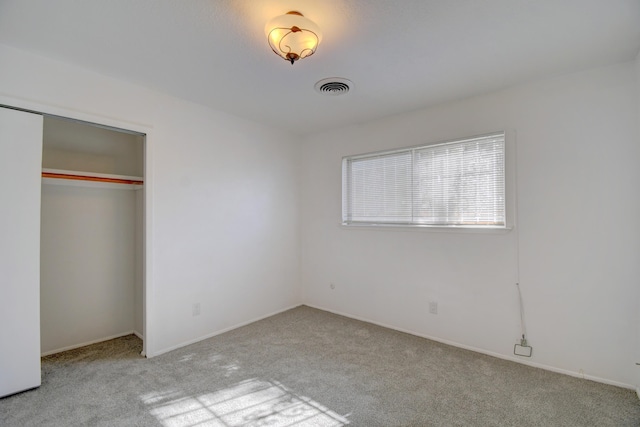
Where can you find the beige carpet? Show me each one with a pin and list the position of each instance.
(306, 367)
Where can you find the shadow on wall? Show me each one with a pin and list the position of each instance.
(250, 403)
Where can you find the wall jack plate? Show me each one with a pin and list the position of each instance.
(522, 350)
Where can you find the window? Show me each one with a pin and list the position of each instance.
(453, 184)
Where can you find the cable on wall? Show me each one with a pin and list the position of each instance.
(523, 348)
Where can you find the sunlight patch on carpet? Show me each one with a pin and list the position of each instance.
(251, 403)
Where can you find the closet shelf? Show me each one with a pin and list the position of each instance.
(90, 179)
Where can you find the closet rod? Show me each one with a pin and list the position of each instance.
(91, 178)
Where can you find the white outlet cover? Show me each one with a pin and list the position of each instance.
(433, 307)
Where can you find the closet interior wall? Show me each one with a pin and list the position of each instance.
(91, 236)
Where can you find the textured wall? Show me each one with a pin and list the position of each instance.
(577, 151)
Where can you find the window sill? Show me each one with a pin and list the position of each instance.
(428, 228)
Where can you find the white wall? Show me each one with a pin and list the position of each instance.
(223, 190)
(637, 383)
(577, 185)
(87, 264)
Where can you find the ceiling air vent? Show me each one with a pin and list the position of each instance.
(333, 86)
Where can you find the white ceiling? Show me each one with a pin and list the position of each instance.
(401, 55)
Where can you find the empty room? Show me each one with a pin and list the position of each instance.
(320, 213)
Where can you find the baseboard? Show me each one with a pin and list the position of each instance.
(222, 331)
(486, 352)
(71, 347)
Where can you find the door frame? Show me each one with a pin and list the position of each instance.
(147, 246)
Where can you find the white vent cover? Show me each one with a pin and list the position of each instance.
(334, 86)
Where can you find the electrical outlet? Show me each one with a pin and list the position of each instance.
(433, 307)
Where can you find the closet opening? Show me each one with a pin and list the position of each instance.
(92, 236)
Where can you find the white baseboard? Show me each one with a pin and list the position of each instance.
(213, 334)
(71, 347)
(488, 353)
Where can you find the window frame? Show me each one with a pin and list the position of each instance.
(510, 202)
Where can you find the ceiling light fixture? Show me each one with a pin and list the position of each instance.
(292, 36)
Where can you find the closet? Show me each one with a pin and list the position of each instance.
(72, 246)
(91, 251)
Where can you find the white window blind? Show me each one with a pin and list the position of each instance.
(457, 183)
= = = = =
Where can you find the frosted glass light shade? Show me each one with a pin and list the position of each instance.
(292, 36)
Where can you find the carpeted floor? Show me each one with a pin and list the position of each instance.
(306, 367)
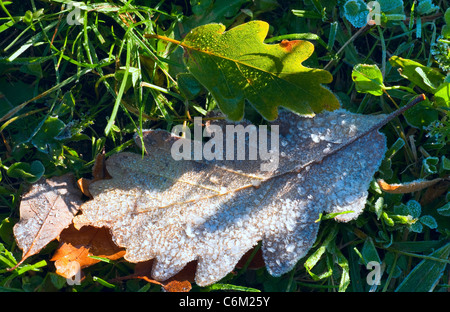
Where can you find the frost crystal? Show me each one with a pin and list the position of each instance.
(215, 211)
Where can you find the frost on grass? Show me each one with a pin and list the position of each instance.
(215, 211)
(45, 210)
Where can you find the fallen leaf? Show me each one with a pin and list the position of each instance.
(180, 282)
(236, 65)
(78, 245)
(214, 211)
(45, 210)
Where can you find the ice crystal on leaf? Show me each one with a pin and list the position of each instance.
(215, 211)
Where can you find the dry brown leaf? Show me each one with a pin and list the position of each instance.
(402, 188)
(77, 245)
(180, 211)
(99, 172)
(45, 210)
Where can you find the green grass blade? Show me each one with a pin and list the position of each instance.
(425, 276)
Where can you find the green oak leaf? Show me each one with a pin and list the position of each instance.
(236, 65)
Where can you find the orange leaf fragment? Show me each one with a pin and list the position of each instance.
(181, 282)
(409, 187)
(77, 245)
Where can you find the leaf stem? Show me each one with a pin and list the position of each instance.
= = = = =
__Task details__. Rewrite the records starting at the line that contains "Where can you find the green oak" and ending at the line that contains "Where can you find the leaf", putting "marker" in place of "pin" and leaving everything else unchanged.

__In response__.
Where can you find the green oak leaf? Show me each one with a marker and list the position of each instance.
(236, 65)
Where can you find the orange leaf fragment? Show me each one with a marker and list the position of each instance.
(181, 282)
(409, 187)
(77, 245)
Where can you find the leaf stem? Show me each one with a marker and list the position of each instance.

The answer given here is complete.